» GOAL
Please reproduce word for word the lines of the data below, beginning with the line that contains "In this exercise you will find the porch" and continuing through the line that contains "In this exercise you will find the grass", with both of those lines included.

» GIVEN RECORDS

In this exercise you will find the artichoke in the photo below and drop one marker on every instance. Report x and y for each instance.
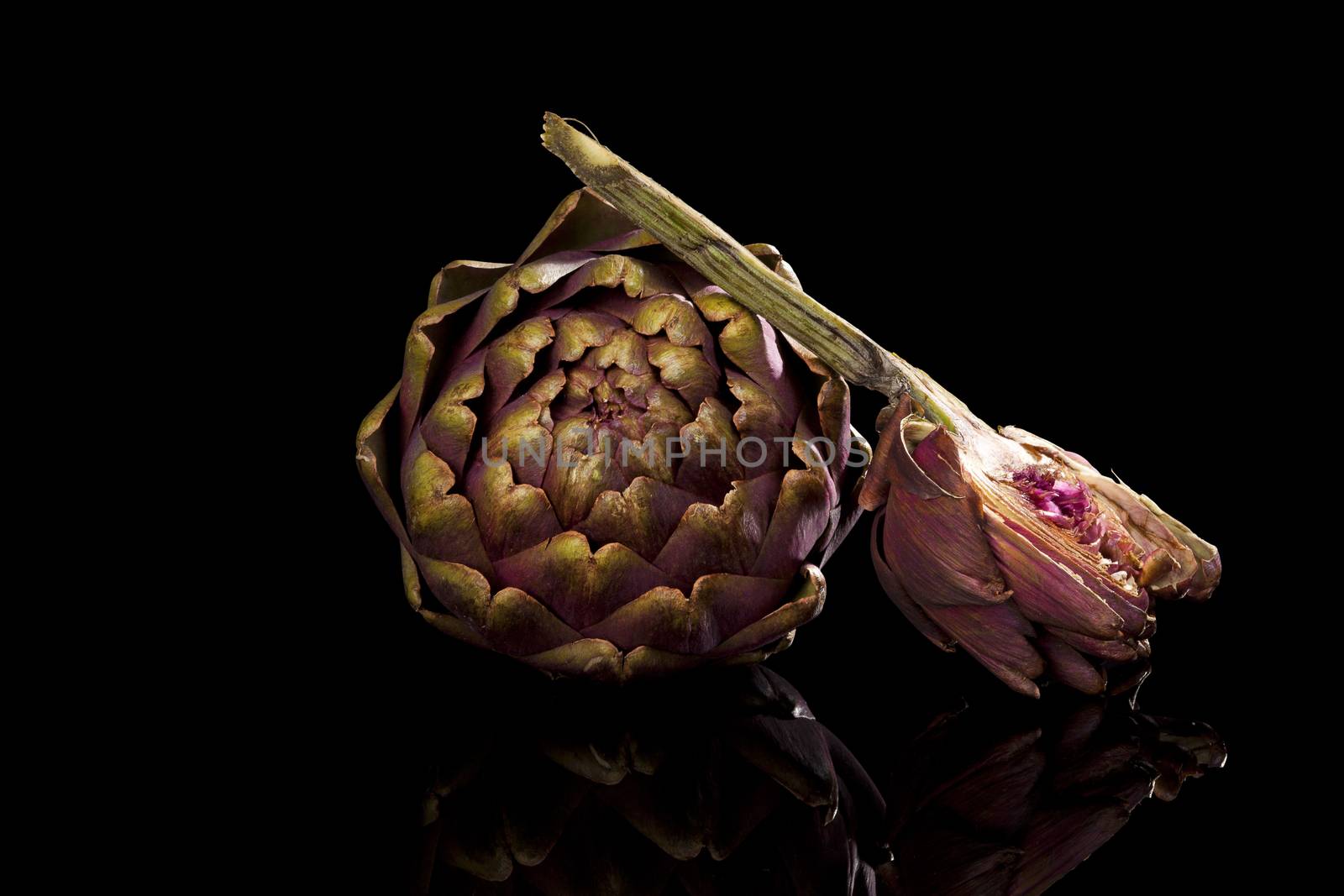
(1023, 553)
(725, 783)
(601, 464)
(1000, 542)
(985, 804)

...

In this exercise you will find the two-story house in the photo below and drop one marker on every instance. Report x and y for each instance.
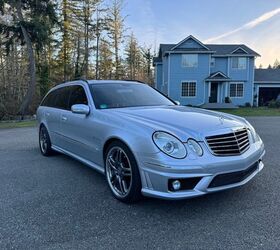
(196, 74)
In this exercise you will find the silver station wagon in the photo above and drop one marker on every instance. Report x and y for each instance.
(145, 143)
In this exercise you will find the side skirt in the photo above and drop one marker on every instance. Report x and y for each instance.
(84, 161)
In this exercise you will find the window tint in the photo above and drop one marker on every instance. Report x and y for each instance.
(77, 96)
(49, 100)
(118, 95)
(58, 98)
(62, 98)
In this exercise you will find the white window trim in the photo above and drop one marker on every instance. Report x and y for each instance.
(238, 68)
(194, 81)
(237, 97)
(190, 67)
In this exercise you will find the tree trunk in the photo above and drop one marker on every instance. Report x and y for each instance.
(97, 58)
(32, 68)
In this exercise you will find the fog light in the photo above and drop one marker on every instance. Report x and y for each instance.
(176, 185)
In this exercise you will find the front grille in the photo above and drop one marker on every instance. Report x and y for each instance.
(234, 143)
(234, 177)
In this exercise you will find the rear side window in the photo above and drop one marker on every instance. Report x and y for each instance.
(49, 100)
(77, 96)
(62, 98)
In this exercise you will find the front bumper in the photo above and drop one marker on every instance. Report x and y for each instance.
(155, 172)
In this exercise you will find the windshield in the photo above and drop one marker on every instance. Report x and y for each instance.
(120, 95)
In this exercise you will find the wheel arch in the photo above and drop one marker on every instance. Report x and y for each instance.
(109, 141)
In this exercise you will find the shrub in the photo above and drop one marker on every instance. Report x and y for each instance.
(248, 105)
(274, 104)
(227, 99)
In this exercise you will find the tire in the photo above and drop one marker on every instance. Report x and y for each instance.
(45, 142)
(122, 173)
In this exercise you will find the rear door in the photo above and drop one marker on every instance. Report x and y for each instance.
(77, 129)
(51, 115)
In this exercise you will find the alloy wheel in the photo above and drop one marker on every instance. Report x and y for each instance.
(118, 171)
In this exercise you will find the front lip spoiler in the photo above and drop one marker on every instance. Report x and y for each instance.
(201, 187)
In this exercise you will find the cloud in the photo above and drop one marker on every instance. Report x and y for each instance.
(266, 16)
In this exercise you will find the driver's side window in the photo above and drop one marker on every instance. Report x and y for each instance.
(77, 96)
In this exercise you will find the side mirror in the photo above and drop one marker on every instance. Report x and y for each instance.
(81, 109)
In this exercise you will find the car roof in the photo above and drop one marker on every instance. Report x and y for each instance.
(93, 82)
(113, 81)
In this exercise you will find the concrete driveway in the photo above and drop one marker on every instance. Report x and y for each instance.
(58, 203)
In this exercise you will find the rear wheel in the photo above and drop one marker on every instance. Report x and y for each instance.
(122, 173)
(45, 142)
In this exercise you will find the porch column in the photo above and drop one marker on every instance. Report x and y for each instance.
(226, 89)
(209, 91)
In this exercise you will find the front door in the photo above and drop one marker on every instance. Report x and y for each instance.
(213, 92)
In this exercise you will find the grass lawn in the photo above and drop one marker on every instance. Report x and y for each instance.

» SOLVED PROBLEM
In this exercise you will find the porch column in the photo above and drop one marker on every instance. Report x and y for each instance.
(226, 89)
(209, 91)
In this exercise you will find the front door in the photo above and drop one marker on every instance. Report x and y for each instance.
(213, 92)
In this exercise you will find the grass lawn in the photo above and drop one marker on every instance. Report x and y for each instance.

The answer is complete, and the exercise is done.